### WHAT IS BEING ASKED
Can you reproduce each of the following rows word for word?

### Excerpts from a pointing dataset
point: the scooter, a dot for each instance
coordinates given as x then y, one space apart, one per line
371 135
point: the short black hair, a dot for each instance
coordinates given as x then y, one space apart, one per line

### EXERCISE RESPONSE
point: the scooter, a dot for each instance
coordinates given as x then y, one space apart, one per line
371 135
point: the short black hair, a dot for each instance
coordinates given as x then y, one space apart, one per line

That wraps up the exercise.